◆ Extrait du texte ◆
La vraie trame du film est sentimentale, et ne pourra que rappeler aux connaisseurs le manga Sing Yesterday for Me de Kei Toume : on y retrouve l'apprenti-photographe hésitant (Kôji), la jeune fille excentrique (Mizu) et la jeune femme plus âgée et plus sérieuse (Misaki), avec quelques différences notables : par exemple, ici, c'est l'excentrique qui est amoureuse d'un mort, ce qui suffit à modifier complètement la donne. Néanmoins, plus qu'à l'amour en soi, le film, à la différence du manga, s'attache à la façon dont le passé influe sur nos relations présentes.
Tokyo Park se révèle du coup être un film sur les fantômes, pas toujours matériels, qui hantent les gens : la jalousie, la nécrophilie, l'inceste. Tous les personnages sur lesquels le cinéaste s'attarde ont une "casserole" de ce genre, et tous vont, à un moment ou un autre, se servir d'exorcistes les uns aux autres pour essayer de se libérer du poids de leur passé et d'aller de l'avant. Et quand le dernier exorcisme s'achève, le film prend fin lui aussi.

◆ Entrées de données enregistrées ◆
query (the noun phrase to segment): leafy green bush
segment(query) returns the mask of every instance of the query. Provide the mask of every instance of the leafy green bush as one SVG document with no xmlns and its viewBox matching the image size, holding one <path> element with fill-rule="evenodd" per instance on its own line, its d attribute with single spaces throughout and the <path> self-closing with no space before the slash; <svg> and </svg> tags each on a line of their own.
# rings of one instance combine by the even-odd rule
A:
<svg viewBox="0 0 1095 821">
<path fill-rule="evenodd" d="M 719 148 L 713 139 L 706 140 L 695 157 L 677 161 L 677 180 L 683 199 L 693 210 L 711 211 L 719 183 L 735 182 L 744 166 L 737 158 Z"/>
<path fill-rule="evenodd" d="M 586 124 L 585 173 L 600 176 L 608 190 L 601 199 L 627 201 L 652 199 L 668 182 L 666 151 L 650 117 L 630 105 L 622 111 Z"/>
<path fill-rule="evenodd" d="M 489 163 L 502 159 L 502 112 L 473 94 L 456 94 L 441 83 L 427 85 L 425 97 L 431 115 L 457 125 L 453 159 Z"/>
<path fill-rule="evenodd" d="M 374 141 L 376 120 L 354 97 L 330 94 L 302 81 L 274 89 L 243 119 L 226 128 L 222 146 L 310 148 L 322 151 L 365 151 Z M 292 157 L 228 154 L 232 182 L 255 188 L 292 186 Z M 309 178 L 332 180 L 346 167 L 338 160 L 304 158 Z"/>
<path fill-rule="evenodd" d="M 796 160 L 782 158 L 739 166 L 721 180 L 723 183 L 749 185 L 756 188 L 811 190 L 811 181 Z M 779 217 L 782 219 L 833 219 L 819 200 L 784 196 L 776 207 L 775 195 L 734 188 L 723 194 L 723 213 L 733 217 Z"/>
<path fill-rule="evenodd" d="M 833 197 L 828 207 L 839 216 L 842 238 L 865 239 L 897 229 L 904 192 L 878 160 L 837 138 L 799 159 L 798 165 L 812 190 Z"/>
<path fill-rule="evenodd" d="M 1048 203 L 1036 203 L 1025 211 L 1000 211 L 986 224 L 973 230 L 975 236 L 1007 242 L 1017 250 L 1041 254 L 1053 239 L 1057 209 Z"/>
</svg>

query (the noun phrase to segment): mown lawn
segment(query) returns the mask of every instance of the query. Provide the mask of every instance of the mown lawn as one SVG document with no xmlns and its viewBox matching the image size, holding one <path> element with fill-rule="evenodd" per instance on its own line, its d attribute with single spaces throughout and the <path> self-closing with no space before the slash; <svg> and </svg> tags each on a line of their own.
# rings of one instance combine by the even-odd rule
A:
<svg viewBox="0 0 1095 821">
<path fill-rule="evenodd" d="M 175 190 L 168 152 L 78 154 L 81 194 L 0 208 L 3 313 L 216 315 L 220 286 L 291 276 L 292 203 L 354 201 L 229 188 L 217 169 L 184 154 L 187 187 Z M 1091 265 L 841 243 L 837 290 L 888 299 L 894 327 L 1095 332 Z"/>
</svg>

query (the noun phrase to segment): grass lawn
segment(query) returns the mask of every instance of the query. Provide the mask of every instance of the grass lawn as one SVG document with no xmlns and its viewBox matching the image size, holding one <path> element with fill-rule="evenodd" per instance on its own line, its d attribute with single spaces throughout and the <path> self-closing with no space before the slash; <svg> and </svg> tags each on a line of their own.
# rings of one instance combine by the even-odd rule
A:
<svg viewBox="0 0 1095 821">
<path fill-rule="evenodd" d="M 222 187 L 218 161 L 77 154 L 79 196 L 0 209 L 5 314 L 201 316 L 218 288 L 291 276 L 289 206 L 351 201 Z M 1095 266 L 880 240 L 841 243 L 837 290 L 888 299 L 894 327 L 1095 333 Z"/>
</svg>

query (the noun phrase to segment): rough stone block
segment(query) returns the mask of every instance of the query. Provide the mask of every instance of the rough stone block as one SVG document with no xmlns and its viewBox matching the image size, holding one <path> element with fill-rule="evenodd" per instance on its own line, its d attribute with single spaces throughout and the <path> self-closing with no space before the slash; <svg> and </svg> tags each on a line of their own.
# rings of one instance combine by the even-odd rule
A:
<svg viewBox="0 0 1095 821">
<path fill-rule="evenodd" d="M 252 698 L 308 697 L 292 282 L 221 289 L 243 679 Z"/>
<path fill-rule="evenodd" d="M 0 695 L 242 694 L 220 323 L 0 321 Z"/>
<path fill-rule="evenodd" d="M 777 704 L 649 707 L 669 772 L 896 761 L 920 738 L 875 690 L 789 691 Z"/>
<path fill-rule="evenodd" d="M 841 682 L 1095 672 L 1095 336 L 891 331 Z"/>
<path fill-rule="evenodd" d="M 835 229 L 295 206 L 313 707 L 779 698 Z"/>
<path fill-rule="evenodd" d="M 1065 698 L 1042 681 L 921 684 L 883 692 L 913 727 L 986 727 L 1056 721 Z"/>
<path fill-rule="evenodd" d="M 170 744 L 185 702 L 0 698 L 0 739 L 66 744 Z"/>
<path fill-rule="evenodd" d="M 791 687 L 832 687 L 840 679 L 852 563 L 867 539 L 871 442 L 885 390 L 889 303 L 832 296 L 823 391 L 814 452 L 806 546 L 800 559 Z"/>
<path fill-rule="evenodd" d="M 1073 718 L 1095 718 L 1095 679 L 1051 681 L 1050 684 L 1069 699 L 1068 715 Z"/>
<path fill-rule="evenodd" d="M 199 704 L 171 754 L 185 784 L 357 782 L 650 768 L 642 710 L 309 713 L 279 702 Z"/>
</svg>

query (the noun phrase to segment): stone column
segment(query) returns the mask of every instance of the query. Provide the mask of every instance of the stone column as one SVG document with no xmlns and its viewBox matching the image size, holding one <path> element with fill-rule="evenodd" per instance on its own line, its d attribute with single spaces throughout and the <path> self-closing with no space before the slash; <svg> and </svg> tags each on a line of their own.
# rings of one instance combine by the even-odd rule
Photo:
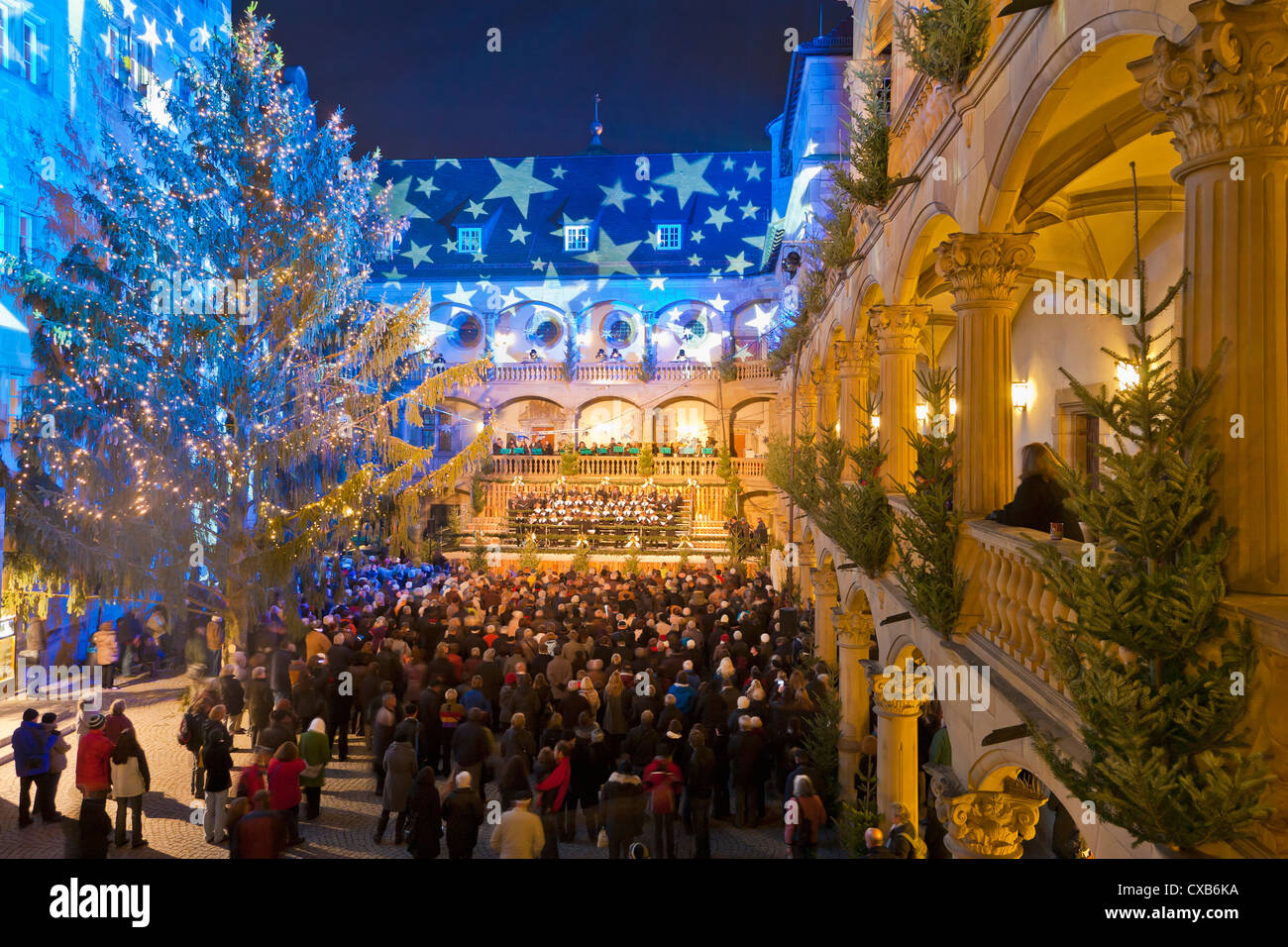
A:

◆ Liste des tâches ◆
a - Pourriez-vous transcrire le passage du texte sur Tokyo Park qui commence par « La vraie trame » et se poursuit jusqu'à « nos relations présentes. » ?
b - Selon le texte sur Tokyo Park, quels sont les fantômes qui hantent les gens ?

◆ Réponses par tâche ◆
a -
La vraie trame du film est sentimentale, et ne pourra que rappeler aux connaisseurs le manga Sing Yesterday for Me de Kei Toume : on y retrouve l'apprenti-photographe hésitant (Kôji), la jeune fille excentrique (Mizu) et la jeune femme plus âgée et plus sérieuse (Misaki), avec quelques différences notables : par exemple, ici, c'est l'excentrique qui est amoureuse d'un mort, ce qui suffit à modifier complètement la donne. Néanmoins, plus qu'à l'amour en soi, le film, à la différence du manga, s'attache à la façon dont le passé influe sur nos relations présentes.

b - La jalousie, la nécrophilie et l'inceste.